Pull out every line of the material that contains the word "lamp" and copy each one unchanged.

[Stored dataset items]
────────

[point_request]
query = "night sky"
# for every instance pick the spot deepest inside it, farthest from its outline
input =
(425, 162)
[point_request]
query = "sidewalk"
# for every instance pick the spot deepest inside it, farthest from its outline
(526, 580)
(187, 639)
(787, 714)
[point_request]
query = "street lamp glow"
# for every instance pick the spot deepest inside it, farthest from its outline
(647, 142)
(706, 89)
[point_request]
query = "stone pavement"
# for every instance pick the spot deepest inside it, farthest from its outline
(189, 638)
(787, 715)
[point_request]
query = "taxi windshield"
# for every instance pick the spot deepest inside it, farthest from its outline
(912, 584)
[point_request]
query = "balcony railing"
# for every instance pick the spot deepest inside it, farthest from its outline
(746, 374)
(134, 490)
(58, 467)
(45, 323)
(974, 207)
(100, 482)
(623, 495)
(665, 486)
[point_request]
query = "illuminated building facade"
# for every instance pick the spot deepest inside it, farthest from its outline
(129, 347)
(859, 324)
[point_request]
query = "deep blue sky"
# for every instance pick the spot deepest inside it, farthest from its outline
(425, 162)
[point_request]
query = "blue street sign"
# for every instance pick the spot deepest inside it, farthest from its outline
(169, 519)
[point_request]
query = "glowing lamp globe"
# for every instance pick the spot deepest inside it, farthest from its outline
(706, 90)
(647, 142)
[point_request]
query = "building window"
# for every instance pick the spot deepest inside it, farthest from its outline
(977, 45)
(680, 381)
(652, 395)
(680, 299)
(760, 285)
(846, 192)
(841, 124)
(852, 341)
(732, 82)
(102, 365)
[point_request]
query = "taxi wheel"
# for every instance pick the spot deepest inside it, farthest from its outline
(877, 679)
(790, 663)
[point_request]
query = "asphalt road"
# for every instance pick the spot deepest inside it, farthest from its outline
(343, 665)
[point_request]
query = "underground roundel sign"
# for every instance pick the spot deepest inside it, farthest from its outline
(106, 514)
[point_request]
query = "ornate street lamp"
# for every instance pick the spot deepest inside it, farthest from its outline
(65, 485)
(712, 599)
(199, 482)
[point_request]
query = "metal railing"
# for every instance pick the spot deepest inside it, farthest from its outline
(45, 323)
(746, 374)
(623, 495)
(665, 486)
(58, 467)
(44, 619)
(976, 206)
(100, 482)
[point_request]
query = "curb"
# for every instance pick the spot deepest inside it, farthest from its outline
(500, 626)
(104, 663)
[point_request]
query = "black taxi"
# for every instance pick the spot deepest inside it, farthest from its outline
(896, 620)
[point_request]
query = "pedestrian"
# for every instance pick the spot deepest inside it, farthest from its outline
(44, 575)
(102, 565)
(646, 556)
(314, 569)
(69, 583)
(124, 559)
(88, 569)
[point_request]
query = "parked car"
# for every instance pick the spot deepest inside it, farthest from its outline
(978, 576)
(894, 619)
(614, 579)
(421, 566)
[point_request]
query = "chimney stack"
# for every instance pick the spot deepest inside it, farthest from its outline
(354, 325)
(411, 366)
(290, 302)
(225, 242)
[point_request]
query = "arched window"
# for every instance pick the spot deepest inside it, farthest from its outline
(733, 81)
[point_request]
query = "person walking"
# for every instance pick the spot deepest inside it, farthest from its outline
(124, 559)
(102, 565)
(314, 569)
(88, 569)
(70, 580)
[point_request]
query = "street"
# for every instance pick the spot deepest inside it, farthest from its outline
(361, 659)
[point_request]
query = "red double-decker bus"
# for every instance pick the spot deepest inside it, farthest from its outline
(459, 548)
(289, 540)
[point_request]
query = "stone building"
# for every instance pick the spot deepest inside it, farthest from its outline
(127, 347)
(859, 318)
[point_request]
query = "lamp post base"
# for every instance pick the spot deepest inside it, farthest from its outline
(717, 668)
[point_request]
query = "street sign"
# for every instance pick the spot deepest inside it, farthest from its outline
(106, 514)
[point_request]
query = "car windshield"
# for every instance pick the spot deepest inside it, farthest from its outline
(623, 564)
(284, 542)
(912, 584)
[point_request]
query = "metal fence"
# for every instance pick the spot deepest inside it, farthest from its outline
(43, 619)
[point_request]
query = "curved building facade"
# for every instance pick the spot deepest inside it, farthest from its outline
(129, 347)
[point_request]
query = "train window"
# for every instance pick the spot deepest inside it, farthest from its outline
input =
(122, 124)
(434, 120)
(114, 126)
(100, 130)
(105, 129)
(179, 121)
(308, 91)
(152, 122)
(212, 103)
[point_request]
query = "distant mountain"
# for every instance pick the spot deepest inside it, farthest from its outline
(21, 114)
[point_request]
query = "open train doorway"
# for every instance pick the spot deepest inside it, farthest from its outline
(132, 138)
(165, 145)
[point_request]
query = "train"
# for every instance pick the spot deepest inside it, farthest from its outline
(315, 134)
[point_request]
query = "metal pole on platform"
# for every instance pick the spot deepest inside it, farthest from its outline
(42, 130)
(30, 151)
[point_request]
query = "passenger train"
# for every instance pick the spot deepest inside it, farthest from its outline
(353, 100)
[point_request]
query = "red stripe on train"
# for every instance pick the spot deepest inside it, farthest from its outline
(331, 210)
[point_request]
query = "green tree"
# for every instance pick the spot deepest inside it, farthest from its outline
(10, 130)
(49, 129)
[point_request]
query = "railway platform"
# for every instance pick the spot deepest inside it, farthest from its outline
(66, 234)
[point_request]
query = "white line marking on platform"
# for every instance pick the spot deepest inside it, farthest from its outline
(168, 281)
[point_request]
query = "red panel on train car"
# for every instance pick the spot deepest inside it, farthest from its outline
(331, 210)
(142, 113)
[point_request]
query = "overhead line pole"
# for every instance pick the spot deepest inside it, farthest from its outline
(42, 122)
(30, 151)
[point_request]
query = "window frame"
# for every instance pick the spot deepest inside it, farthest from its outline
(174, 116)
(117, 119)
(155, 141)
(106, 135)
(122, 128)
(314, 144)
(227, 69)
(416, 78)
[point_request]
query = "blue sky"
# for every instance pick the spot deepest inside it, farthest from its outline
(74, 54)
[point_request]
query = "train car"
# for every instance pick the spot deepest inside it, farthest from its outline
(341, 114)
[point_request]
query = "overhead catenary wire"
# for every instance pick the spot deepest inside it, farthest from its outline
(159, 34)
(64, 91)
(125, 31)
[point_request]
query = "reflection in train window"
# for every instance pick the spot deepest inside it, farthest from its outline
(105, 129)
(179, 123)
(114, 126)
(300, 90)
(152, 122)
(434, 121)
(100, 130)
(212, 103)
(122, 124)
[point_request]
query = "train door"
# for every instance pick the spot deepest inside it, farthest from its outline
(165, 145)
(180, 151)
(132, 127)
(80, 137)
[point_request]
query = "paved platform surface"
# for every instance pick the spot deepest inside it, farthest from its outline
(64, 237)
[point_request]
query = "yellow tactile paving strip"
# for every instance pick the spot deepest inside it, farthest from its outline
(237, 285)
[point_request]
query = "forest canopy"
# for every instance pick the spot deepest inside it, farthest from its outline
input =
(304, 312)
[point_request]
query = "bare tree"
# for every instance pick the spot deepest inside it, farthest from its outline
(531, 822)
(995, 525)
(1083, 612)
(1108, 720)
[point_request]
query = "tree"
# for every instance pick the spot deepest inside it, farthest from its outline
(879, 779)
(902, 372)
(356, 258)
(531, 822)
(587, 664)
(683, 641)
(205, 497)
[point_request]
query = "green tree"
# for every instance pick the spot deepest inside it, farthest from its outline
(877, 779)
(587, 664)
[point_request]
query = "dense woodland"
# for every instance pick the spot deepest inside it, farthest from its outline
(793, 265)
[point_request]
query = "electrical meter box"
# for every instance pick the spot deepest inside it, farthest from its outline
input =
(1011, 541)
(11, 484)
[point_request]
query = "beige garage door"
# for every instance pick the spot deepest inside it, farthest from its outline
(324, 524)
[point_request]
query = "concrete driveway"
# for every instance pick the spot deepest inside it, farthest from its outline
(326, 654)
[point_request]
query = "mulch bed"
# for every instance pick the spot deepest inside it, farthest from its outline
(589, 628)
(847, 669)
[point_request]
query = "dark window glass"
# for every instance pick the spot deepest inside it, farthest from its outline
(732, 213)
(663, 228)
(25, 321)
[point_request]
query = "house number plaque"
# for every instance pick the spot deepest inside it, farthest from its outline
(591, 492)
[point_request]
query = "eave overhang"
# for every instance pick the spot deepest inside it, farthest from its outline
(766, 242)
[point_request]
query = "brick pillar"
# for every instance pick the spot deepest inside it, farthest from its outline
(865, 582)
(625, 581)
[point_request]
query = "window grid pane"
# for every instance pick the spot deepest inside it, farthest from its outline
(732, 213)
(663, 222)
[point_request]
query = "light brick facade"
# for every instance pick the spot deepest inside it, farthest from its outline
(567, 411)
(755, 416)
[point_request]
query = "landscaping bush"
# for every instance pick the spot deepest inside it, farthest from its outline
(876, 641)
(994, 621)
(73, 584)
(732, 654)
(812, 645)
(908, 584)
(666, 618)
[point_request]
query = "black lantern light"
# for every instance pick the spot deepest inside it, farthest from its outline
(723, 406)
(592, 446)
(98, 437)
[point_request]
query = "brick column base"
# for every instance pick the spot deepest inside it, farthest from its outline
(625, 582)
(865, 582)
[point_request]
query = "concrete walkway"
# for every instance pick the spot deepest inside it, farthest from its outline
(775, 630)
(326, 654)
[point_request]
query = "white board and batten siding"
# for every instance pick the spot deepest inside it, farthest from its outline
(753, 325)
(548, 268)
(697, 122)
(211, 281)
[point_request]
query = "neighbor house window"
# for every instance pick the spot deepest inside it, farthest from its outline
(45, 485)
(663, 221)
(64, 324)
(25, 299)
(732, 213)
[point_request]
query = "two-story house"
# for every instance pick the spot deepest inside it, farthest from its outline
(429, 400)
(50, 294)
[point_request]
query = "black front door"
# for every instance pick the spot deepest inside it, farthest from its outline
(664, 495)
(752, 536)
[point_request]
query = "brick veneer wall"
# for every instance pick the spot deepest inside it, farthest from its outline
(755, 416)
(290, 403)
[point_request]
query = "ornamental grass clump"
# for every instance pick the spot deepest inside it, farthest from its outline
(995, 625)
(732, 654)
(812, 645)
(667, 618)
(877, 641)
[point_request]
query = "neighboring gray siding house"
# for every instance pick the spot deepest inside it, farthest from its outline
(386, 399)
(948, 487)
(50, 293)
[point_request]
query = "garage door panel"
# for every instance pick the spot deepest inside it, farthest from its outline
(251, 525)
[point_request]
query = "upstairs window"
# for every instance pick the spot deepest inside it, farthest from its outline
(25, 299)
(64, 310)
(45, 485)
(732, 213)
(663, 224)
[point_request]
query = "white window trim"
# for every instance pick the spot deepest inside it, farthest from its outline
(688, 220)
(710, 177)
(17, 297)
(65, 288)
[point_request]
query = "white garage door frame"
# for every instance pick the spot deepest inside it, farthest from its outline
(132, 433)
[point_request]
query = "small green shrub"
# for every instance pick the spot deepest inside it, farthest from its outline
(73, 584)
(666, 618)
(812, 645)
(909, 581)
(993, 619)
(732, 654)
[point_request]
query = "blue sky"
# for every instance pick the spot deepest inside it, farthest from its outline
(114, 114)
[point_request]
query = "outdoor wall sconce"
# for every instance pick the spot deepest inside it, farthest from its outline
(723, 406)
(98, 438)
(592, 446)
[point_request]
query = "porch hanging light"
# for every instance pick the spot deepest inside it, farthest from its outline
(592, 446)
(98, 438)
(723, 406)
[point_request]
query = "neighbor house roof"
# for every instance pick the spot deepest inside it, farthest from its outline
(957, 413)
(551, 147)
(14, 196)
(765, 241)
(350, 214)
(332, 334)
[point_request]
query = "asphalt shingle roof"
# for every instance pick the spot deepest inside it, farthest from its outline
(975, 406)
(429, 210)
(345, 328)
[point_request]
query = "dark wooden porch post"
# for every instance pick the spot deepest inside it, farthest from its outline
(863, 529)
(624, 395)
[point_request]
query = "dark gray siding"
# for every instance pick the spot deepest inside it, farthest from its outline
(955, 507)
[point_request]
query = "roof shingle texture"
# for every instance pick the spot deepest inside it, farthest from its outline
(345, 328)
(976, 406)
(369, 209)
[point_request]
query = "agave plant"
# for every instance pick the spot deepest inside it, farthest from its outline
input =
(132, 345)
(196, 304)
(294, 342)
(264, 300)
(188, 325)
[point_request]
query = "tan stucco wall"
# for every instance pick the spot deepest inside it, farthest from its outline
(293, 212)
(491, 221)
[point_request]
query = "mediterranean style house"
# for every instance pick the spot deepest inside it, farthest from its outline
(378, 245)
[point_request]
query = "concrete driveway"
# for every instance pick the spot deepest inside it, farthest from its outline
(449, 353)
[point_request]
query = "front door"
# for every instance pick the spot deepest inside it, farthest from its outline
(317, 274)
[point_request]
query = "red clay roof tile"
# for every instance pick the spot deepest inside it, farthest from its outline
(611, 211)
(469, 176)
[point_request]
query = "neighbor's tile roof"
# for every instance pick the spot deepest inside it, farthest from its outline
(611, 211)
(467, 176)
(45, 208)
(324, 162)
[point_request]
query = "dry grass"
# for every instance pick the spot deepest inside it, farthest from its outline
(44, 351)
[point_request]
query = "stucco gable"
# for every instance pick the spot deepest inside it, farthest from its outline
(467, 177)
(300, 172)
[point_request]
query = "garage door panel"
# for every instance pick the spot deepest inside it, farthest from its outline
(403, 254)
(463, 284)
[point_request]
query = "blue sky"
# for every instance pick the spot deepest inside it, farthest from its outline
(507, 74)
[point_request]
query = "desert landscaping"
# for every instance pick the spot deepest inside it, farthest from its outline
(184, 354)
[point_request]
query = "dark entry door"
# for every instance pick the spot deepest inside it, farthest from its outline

────────

CORRECT OUTPUT
query = "street lamp glow"
query = "glowing lamp globe"
query = "ornate street lamp"
query = "lamp post base"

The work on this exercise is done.